# START OF DATA FOR THE TASK

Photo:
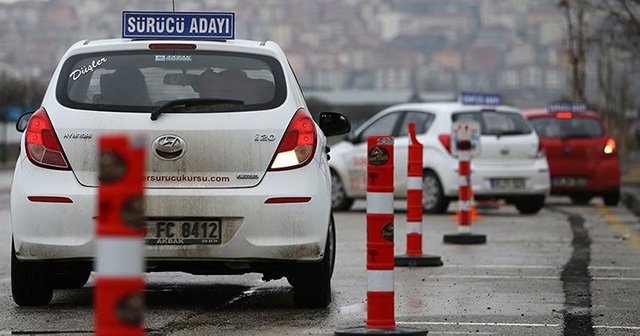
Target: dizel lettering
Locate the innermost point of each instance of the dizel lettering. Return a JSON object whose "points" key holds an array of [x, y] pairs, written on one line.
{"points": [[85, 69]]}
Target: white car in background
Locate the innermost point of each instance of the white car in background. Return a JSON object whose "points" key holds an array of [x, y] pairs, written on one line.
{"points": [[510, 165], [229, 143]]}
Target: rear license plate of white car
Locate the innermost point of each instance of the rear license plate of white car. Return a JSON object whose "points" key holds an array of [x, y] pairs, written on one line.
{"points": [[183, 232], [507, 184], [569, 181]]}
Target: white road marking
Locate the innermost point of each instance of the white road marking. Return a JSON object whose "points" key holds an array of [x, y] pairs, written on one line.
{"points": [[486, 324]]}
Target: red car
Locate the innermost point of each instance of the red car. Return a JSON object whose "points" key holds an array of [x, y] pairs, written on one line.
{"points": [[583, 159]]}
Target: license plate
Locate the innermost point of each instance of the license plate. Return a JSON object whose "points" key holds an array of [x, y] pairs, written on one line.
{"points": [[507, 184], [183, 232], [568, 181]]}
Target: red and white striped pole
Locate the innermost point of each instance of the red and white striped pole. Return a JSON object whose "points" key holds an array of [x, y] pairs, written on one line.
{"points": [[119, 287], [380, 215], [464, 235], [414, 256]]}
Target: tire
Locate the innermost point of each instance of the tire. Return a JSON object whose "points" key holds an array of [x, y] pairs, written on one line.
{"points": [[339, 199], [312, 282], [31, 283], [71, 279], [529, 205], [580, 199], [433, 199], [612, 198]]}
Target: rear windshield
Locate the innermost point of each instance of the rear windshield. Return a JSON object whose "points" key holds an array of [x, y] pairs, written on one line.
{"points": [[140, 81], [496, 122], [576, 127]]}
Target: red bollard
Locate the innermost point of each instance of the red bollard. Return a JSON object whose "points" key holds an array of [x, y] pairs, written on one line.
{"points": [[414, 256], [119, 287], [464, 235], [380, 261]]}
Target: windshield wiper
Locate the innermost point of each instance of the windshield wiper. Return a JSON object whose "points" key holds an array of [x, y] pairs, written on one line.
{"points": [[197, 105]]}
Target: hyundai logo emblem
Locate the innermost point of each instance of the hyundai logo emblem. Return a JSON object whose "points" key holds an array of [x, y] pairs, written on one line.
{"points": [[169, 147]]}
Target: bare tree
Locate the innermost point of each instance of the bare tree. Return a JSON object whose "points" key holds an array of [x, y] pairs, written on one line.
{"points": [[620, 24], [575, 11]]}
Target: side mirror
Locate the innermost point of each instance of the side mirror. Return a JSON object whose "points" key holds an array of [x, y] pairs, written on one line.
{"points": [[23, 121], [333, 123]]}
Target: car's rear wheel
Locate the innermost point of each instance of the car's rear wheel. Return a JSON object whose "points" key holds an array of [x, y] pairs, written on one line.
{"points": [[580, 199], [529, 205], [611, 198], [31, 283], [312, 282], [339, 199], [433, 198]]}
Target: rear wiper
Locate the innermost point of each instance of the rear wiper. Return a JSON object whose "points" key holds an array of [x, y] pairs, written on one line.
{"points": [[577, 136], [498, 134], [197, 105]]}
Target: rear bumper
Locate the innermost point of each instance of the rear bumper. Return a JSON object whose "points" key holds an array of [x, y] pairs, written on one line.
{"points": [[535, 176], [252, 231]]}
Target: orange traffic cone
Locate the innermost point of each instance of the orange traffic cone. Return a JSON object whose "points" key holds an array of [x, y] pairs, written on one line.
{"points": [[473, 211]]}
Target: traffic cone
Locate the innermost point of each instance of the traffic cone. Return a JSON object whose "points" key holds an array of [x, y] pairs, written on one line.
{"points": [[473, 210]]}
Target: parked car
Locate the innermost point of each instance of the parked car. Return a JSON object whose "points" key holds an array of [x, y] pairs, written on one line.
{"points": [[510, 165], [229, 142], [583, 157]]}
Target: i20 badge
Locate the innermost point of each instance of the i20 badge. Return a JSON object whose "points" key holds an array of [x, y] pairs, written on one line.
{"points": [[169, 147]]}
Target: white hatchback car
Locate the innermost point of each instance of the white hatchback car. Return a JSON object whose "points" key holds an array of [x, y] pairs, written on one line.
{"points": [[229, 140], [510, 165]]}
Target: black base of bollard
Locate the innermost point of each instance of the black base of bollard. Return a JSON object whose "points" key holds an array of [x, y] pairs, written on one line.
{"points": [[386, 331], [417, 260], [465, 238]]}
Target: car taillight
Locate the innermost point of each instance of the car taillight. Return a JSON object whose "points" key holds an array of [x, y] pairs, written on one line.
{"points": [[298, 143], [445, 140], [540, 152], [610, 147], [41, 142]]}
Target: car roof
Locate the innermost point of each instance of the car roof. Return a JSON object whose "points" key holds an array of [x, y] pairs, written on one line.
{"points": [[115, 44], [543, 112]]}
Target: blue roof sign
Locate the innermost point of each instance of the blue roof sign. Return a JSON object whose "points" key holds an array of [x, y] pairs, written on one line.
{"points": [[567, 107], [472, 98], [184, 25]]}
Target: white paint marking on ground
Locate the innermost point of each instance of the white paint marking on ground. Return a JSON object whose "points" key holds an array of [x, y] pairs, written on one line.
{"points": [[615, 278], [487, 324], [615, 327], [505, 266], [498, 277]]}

# END OF DATA FOR THE TASK

- _SHORT EXERCISE_: Reproduce the full listing faithfully, but do not carry over any pictures.

- _RESULT FOR THIS EXERCISE_:
Photo:
Target: dizel lettering
Locate the innermost point of each instance of the dizel lettering. Return a JSON object whose "points" key holds an array of [x, y] pairs, written on one line.
{"points": [[85, 69]]}
Target: white car in background
Locate the innermost point of each instance of the white car in background. Return a JSON object whose "points" key holds an array of [x, y] pairs, written on one line.
{"points": [[510, 165], [229, 143]]}
Target: rear license plate of white car
Locate the innermost point of each instance of the rear license plate of white car. Return a JSON object whose "points" key holds an array of [x, y] pairs, written on one line.
{"points": [[183, 232], [507, 184], [569, 181]]}
Target: white road marking
Locate the innermost point of each instance of the white road marking. Return a JSON object whose "points" key holds an array of [x, y] pairs, written on one line.
{"points": [[486, 324]]}
Target: red car
Locate the innermost point of each instance of the red car. Return a JSON object whose "points" key holds an array of [x, y] pairs, written on one line.
{"points": [[583, 159]]}
Target: license plate
Locate the innermost point of each instance of the license plate. Return a JSON object whose "points" key holds an array of [x, y] pairs, written on one line.
{"points": [[507, 184], [183, 232], [568, 181]]}
Target: red and white striped pole
Locate the innermost point of each instance of the red and white striped pole. Return a JSON object whose "points" key holds an array of [x, y] pairs, written on one line.
{"points": [[119, 287], [380, 215], [464, 235], [414, 256]]}
Target: tire
Locate the innermost point of each instance of the tire. Return a JSON object whose "points" key holds an array of [x, y] pairs, written on one line.
{"points": [[339, 199], [312, 282], [31, 283], [71, 279], [529, 205], [580, 199], [433, 199], [612, 198]]}
Target: rear windshield
Locate the innermost point of each instance of the rear windshield. Return a JSON object whose "points" key holds an array of [x, y] pairs, written on one line.
{"points": [[140, 81], [496, 122], [576, 127]]}
Target: red bollard
Locate the innermost point of each instance of the red bollard. Return a JSON object whose "points" key holds an array of [x, y] pairs, written on one line.
{"points": [[414, 256], [119, 287], [464, 235], [380, 261]]}
Target: windshield wiper
Locate the innermost point of each instance of the windshield wiper. Return a JSON object whose "points" key holds an array of [x, y] pairs, written on one line.
{"points": [[197, 105]]}
Target: hyundai logo emblem
Locate the innermost point of each instance of the hyundai logo emblem. Return a JSON object whose "points" key holds an array of [x, y] pairs, written on one line.
{"points": [[169, 147]]}
Target: bare tree
Locate the innermost point of each instance of the bare tree. Return a JSON object whose "points" key holds an array of [x, y] pairs, written on one line.
{"points": [[620, 24], [575, 11]]}
Target: side mirror
Locate the innermost point of each instance of the side mirror. Return a JSON object whose "points" key holds an array of [x, y] pairs, written on one line.
{"points": [[23, 121], [333, 123]]}
Target: car's rear wheel
Locate the innermost point of each instance of the car's rear wheel. Return a JSON object whose "points" key holds an array of [x, y] pairs, written on one line.
{"points": [[580, 199], [529, 205], [611, 198], [31, 283], [312, 282], [339, 199], [433, 198]]}
Target: rear wiper
Locate the innermost point of each instance of the rear wiper. Return a JSON object whose "points" key holds an array of [x, y] pairs, written on one line.
{"points": [[577, 136], [498, 134], [197, 105]]}
Target: rear bumper
Locate the innermost point of each instance of the rear bumper. Return a JSON object whose "points" key holds an array of [x, y] pairs, written on one line.
{"points": [[535, 176], [252, 231]]}
Target: orange traffic cone
Locate the innermost point of each instance of the orange traffic cone. Return a JSON object whose "points" key holds an array of [x, y] pairs, written on one line.
{"points": [[473, 211]]}
Target: traffic cone
Locate the innermost point of each instance of the traffic cone. Return a JSON object whose "points" key holds an array of [x, y] pairs, written on one line.
{"points": [[473, 210]]}
Target: parked car
Locate the innermost point of each instance of the parked car. Return a JSON object whose "points" key holds an array of [x, y] pairs, written on one line.
{"points": [[510, 165], [229, 142], [583, 157]]}
Target: i20 badge
Locate the innermost point of each instance of the i20 badge. Return a JSON object whose "points" key holds an array of [x, y] pairs, written on one line.
{"points": [[169, 147]]}
Target: white hatchback car
Locate the innermost point of each instance of the white hatchback car. Return a JSON object whose "points" key holds an array of [x, y] pairs, written on one line.
{"points": [[229, 140], [510, 165]]}
Target: black base of bollard
Locate the innermost point of each instance of the black base of bollard. Return a JSON object whose "points" key holds an array of [x, y] pairs, written on one line.
{"points": [[386, 331], [417, 260], [465, 238]]}
Target: car taillight
Locate the innermost point of each instance of the car taillight. Return a JSON object whose "points" key holds an array of [x, y] pairs, written on one line.
{"points": [[298, 143], [445, 140], [540, 152], [610, 147], [41, 142]]}
Target: car roof
Locate the innermost point of each instance of the car roof. Return a JSON object whose "points" key holds an array of [x, y] pairs, written on one line.
{"points": [[115, 44], [543, 112]]}
Target: blue roof sign
Locate the innermost point of each instance of the blue roof sign. Return a JSON object whose "points" key holds an array of [x, y] pairs, written on one line.
{"points": [[567, 107], [472, 98], [184, 25]]}
Target: white paint marking on ground
Locate the innermost point of each instance of the white paint marking on ground. Return a JSON object whose "points" key holds an array of [x, y] pairs, written on one line.
{"points": [[615, 278], [487, 324], [615, 327], [505, 266], [498, 277]]}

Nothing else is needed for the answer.